§ Work order 1: According to the article on convalescent plasma in Alaska, how long must recovered patients generally wait after their symptoms disappear before donating?
§ Work order 2: Extend the article on convalescent plasma donation in Alaska, picking up after its final sentence.

Blood Bank of Alaska is urging recovered COVID-19 patients to donate plasma for use in treating people who are severely ill with the disease.
The organization has about a dozen units of what’s called “convalescent plasma” from recovered coronavirus patients in storage now, according to CEO Robert Scanlon. That’s not nearly enough should predictions of increasing hospitalizations hold.
“We are seeing a critical need right now due to the fact that the cases of identified infection are increasing, as is the number of people that are actually being hospitalized and suffering from severe symptoms,” Scanlon said.
[Many of Alaska’s COVID-19 patients have recovered. Their plasma could heal others.]
Alaska’s soaring daily infection rates and community spread around the state are translating to more hospitalizations: Anchorage’s hospitals experienced a nearly 60% increase in COVID-19 patients last week, with 25 hospitalized in the city as of Tuesday evening. Outside Anchorage, another nine people were sick enough to need hospital care.
Rising case numbers and coronavirus test supply shortages prompted Gov. Mike Dunleavy to block any out-of-state residents without a negative COVID-19 test within three days of traveling to Alaska starting Aug. 11.
A month ago, the Blood Bank had just two or three patients who had received any of the convalescent plasma units, Scanlon said.
“Now, in just a short time frame, we’ve had maybe six folks receive it,” he said.
The use of “survivor plasma” is still in the trial stage. U.S. researchers banded together in March to press for the treatment strategy, calling themselves the COVID-19 Convalescent Plasma Project, according to an article posted this week by Johns Hopkins University. They sought to treat severe symptoms rather than cure advanced stages of the disease.
In April, the federal Food and Drug Administration designated the Mayo Clinic as the lead institution investigating use of plasma to treat hospitalized COVID-19 patients with severe or life-threatening illness or the risk of developing it.
More than 20,000 patients in the U.S. have been treated with convalescent plasma. Now researchers are using it to see if it can prevent disease in exposed health care workers.
In Alaska, physicians taking part in plasma research say the limiting factor is whether recovered coronavirus patients choose to give blood.
“We just need people to donate if they’ve recovered from COVID so that they can help save other people’s lives,” said Dr. Arva Chiu, internist on the Fairbanks Memorial Hospital medical staff who’s also principal investigator for the Mayo Clinic convalescent plasma program there. “I know it takes time out of ... a workday, it’s not convenient. But we are in desperate need.”
Plasma from people who fought a coronavirus infection contains antibodies that may help others fight off the disease. Convalescent plasma is the liquid part of blood collected from patients who have recovered from COVID-19. Antibodies are proteins that help fight infection.
Generally, recovered patients seeking to donate need to have proof of their infection and to wait 14 to 28 days after their symptoms disappear before donating.

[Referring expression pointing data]
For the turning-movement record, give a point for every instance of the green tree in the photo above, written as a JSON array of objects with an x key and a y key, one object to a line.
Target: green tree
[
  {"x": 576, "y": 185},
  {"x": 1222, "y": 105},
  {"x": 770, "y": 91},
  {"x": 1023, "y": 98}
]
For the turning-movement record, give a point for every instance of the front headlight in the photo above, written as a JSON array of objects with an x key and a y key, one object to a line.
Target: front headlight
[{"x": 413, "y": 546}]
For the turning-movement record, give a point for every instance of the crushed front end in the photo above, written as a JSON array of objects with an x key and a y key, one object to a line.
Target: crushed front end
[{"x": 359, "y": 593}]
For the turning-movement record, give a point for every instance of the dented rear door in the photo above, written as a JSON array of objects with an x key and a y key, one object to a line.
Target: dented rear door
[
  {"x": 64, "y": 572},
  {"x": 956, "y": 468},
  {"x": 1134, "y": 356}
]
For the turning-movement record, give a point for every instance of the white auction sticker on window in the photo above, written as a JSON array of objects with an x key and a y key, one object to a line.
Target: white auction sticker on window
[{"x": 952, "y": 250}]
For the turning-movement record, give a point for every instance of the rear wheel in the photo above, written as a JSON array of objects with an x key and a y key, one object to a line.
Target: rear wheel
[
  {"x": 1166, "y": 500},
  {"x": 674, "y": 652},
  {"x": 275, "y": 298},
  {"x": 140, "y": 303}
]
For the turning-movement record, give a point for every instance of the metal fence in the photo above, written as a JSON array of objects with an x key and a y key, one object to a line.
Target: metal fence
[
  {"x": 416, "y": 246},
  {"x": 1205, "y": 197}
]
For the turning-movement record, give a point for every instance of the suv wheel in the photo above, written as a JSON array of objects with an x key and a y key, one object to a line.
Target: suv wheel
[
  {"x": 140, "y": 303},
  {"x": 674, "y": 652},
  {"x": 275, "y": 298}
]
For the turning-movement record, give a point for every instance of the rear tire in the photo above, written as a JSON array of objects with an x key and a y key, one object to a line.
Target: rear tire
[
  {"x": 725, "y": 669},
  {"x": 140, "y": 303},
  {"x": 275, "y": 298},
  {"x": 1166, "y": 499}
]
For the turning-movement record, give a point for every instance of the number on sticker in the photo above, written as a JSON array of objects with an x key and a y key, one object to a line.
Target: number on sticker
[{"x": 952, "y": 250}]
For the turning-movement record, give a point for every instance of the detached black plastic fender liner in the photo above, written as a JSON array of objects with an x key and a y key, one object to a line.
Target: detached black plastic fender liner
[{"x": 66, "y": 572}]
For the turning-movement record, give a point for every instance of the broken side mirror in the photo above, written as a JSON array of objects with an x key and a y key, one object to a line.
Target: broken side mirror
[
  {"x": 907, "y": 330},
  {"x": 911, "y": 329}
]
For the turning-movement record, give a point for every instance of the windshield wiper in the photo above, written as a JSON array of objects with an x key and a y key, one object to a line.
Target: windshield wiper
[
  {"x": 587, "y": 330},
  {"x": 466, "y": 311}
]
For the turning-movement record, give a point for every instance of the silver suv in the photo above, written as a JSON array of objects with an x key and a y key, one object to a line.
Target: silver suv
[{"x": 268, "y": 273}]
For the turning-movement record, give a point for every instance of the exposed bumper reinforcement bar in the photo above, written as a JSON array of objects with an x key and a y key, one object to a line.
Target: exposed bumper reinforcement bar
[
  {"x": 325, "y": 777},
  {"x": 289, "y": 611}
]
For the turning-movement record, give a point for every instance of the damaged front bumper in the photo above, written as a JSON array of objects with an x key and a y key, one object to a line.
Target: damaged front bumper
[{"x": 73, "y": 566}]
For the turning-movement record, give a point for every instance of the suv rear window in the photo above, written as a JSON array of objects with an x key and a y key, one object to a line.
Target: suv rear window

* * *

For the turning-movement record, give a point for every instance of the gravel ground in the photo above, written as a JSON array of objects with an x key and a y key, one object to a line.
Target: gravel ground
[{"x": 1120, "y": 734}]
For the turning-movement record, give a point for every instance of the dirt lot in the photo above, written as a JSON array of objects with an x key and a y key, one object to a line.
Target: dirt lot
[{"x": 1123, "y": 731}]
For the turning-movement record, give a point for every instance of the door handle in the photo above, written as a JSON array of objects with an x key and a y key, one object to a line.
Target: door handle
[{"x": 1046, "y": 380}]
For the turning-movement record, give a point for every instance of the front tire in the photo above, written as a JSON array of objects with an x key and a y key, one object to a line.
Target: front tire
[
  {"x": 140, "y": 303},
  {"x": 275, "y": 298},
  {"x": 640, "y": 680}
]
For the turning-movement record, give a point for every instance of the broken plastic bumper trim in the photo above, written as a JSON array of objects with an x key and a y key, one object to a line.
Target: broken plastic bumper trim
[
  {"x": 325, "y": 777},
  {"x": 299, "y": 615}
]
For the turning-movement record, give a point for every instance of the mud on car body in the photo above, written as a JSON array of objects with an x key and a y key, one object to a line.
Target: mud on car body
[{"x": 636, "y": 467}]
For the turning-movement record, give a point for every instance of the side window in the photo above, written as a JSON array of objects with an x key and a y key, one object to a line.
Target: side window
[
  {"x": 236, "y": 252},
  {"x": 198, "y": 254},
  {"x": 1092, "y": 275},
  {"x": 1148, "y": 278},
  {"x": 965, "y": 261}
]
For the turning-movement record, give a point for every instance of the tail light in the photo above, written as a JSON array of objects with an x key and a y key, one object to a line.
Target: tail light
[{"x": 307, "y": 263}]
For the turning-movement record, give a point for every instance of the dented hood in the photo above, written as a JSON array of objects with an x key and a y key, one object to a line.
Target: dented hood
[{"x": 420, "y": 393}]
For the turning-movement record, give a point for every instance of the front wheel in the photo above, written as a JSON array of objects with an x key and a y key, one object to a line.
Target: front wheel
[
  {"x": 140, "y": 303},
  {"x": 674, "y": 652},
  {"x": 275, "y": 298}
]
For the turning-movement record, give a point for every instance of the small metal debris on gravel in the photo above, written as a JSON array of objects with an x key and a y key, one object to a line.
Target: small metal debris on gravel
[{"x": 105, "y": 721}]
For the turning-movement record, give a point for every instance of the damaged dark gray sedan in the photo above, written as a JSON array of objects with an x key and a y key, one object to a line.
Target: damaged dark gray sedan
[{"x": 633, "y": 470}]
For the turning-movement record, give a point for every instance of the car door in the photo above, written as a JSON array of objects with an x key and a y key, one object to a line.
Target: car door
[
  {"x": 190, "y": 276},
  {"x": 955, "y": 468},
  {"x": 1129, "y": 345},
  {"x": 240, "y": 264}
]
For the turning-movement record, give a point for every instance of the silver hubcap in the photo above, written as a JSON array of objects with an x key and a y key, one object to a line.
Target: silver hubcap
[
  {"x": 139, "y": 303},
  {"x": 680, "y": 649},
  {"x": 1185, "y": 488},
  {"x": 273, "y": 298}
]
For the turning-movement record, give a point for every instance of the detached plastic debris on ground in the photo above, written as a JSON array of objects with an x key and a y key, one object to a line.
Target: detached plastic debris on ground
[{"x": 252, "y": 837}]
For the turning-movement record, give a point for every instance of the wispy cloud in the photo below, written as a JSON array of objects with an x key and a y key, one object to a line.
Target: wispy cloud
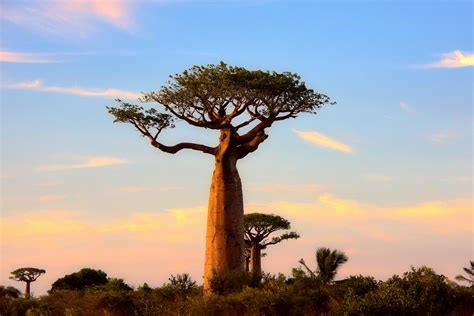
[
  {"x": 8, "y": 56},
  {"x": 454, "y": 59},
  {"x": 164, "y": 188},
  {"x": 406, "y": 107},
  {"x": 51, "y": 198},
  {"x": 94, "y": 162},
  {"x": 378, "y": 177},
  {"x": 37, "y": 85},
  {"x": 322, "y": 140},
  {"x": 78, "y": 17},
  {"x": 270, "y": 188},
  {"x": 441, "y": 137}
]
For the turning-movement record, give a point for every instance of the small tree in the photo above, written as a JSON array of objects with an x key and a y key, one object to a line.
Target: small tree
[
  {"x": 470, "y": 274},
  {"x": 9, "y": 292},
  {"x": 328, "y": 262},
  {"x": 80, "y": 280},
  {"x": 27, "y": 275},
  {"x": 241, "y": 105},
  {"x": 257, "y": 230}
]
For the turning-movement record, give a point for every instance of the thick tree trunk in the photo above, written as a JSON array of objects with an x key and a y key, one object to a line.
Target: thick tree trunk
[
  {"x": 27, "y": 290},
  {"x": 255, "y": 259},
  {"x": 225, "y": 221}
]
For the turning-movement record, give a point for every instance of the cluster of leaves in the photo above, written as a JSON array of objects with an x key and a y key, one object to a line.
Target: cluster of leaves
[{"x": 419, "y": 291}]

§ Task output 1: 14 to 28 days.

§ Task output 2:
Advocates of using plasma treatment in Alaska say it appears to be helping, sometimes more than drug therapies, but there is much research still to come on a pandemic that only sprang to life late last year.
The first patient to receive the treatment in Alaska, at Fairbanks Memorial Hospital, credits it with saving his life, Blood Bank officials say.
The man had underlying lung disease and was getting worse with COVID-19 by the second or third day when he received plasma, according to Chiu.
“Within 72 hours his fevers disappeared, they resolved,” she said. “And then his energy came back within 24 hours. He said, ‘I could just feel it working.‘”
Two other severely ill COVID-19 patients at the hospital received plasma this week.
The patients were receiving dexamethasone and remdesivir, drugs being used for COVID-19 treatment, but they weren’t helping, Chiu said.
Twelve hours after plasma treatment began, both patients were doing remarkably well, she said Tuesday. “I just got off the phone with the charge nurse on the medical floor. She said, ‘Yeah, it’s incredible how quickly they’re turning around.‘”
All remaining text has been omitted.